## [The request]
Retype the listing below line for line, without changing any characters, spacing, or order.

________________

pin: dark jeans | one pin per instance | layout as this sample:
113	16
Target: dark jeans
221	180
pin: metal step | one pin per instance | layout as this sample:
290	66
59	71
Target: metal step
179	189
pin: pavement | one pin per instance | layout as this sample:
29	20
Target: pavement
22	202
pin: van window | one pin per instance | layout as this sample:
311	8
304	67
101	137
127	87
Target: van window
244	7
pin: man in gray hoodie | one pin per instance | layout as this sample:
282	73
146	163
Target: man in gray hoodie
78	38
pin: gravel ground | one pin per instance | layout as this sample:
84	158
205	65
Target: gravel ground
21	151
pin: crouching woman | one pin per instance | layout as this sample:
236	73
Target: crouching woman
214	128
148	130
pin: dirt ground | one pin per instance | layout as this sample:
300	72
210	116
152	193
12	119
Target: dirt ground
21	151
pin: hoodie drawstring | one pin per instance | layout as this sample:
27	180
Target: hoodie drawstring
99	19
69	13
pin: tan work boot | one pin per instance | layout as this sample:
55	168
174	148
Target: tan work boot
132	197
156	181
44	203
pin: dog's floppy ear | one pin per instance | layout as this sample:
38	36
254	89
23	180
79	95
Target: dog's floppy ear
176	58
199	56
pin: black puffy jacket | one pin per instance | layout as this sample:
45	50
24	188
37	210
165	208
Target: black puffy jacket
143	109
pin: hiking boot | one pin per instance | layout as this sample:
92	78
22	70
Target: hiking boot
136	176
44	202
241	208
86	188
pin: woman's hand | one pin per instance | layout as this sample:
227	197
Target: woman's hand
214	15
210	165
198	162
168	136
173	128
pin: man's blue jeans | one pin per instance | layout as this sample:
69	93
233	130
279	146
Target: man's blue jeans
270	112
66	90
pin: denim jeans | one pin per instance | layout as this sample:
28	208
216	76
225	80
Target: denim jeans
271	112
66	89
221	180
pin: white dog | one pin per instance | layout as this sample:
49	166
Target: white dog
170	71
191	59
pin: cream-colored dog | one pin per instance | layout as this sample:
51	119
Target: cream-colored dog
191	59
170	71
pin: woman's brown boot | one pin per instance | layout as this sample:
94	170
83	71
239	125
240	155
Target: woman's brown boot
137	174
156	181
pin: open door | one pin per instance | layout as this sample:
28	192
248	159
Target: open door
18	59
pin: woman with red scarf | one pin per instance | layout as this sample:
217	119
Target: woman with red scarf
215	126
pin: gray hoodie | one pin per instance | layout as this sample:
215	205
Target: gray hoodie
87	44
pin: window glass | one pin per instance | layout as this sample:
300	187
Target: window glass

________________

## [Response]
pin: dark jeans | one pin per instance | layout as this sample:
113	16
Target: dark jeans
221	180
pin: metal step | one pin per instance | layout as this sample:
290	66
59	71
Target: metal step
179	189
pin: pavement | one pin per instance | layout as this sample:
29	20
Target: pavement
22	202
pin: van window | one pin per instance | layout as this sample:
311	8
304	67
101	137
127	87
Target: van window
244	7
pin: man in gray hoodie | one pin per instance | layout as this sample:
282	73
146	163
Target: man in gray hoodie
78	38
pin: gravel ground | one pin per instance | layout as this sample:
84	158
205	65
Target: gravel ground
21	151
pin: crouching woman | one pin per instance | layout as this sample:
236	73
Target: crouching woman
214	128
148	130
pin: dirt ground | one pin per instance | layout as this sample:
300	72
210	116
152	193
12	119
Target: dirt ground
21	151
pin: hoodie drawstring | one pin per instance | layout as this sample:
27	180
Target: hoodie drawstring
99	19
69	13
pin: tan work boot | one pin per instance | layout as this sample:
55	168
174	148
Target: tan work boot
132	197
156	181
44	203
pin: dog's floppy ear | one pin per instance | layout as this sample:
38	36
254	89
23	180
79	95
Target: dog's floppy ear
176	58
199	56
pin: black puffy jacket | one pin per instance | layout as this sample:
45	50
24	188
37	210
165	208
Target: black puffy jacket
143	109
pin: hiking boot | one pin per instance | layout as this sample:
92	78
22	70
Target: hiking boot
136	176
44	202
241	208
86	188
pin: woman's hand | one pin per instance | layout as this sample:
227	197
Target: woman's hand
214	15
210	165
198	162
168	136
173	128
pin: man's blue jeans | one pin per instance | layout as this sample:
69	93
233	130
279	146
Target: man's blue jeans
270	112
66	90
pin: denim jeans | one pin per instance | layout as this sample:
28	208
216	76
225	80
Target: denim jeans
271	112
66	89
221	180
pin: white dog | one pin per instance | layout as this sample:
49	166
Target: white dog
170	71
191	59
pin: cream-colored dog | one pin per instance | layout as this sample:
51	119
Target: cream-colored dog
191	59
170	71
pin: woman's brown boot | one pin per instance | layout as this sample:
94	170
83	71
239	125
240	155
Target: woman's brown boot
137	174
156	181
pin: open door | one pin per instance | layout as this sample:
28	192
248	159
Target: open door
18	59
pin: woman with red scarf | one pin per instance | layout as this sample:
217	119
Target: woman with red scarf
215	126
pin: gray hoodie | one pin per instance | layout as this sample:
215	205
Target: gray hoodie
87	44
pin: window glass | one pin per instance | layout as this sample:
300	187
Target: window glass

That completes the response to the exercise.